TEXTO PROPORCIONADO:
El país conoció al periodista de muchas décadas de carrera. Al escritor que analizaba el acontecer político nacional. Crítico, irónico, con admiradores y detractores, pero de lectura imprescindible para muchos. Yo conviví con el humano, el de luces y sombras.
Nunca lo entendí del todo. Tenía la sensibilidad para escribir poesía, pero el camino a su corazón era infranqueable, indescifrable. Era eso, coraza y corazón.
Representaba la charla entretenida. Como Bond, sabía de todo. Vivía, a través de la lectura, y aún a su edad, diariamente devoraba los periódicos locales, algunos internacionales y un par de libros a la semana. Su órgano más fuerte, su mente, siempre estuvo lúcida. Su cerebro estaba listo para 100 años más.
Su risa era ruidosa y contagiosa. Sus ojos, saltones, expresivos, lo exploraban todo. Su frente, se llenaba de sudor fácilmente. Alguna vez, en su convalecencia me tocó acicalarlo. Con un abejón eléctrico recorrí su cabeza y mientras el aparato engullía el pelo encanecido, me percataba de cómo su existencia, que también era mía, se me escapaba de las manos.

REGISTROS DEL CONJUNTO:

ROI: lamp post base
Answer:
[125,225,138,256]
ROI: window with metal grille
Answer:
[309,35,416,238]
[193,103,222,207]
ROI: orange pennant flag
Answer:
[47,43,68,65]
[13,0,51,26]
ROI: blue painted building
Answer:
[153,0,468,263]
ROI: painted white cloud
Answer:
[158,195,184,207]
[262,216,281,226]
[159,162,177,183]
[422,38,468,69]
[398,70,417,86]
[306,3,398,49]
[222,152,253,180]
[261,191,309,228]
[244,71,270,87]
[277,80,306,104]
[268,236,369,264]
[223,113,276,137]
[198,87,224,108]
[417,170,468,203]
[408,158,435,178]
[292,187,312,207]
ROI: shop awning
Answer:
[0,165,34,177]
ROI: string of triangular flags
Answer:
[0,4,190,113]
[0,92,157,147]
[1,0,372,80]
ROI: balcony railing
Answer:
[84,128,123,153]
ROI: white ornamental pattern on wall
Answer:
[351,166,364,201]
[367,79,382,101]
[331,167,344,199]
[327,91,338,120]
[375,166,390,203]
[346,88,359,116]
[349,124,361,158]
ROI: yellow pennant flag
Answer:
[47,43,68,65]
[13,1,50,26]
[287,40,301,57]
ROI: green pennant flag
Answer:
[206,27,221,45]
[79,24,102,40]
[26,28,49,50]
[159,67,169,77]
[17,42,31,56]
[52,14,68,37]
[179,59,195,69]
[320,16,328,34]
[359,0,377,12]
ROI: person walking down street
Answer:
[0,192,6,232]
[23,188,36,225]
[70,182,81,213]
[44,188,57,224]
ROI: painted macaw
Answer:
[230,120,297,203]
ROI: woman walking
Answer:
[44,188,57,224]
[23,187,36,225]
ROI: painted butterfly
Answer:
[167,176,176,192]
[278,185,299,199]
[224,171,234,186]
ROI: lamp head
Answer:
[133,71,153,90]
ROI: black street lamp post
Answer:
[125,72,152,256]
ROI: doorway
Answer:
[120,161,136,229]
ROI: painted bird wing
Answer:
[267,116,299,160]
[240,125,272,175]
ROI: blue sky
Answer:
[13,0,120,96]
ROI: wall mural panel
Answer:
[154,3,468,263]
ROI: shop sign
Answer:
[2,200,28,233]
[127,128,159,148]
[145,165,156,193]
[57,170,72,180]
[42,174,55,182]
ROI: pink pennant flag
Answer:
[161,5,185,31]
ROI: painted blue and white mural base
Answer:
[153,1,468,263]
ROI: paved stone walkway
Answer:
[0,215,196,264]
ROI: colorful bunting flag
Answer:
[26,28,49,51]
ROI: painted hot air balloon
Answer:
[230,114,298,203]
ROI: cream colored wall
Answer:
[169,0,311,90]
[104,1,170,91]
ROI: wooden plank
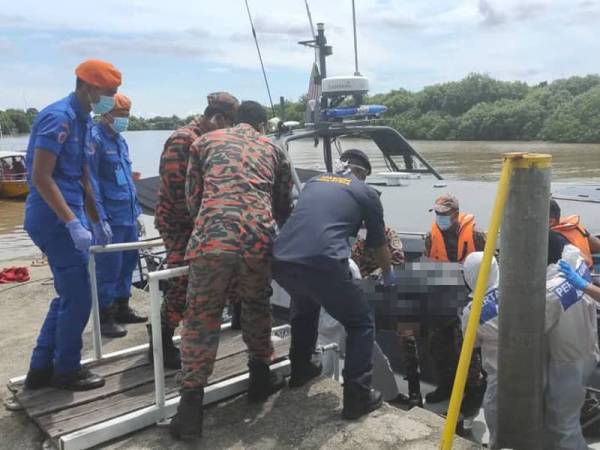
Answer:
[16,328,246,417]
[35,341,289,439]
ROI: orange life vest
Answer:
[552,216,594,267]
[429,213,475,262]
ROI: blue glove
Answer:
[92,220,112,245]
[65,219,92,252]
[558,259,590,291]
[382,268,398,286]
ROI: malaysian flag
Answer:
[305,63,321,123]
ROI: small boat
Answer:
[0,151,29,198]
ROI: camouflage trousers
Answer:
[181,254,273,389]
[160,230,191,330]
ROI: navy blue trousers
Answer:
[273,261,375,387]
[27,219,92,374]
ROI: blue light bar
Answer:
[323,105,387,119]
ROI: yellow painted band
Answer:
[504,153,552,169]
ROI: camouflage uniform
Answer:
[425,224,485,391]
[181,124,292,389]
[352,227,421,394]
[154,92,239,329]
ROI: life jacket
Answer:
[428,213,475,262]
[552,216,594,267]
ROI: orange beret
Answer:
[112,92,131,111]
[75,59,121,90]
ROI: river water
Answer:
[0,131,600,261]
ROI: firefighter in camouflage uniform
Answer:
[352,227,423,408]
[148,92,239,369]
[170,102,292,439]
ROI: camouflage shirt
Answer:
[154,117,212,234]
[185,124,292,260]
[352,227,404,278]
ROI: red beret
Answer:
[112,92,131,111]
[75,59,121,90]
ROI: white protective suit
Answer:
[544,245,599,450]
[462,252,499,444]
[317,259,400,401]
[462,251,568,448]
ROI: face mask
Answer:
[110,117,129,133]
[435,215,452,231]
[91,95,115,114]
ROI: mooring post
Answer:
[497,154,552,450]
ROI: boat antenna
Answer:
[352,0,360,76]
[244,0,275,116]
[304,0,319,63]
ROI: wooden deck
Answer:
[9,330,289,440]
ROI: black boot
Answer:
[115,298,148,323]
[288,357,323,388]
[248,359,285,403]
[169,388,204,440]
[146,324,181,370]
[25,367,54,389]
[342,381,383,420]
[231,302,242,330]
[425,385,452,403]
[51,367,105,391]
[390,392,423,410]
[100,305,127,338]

INSTRUCCIONES DE LA TAREA: Según el texto proporcionado, ¿cuántos libros leía a la semana el periodista?

RESPUESTA ESCRITA: Leía un par de libros a la semana.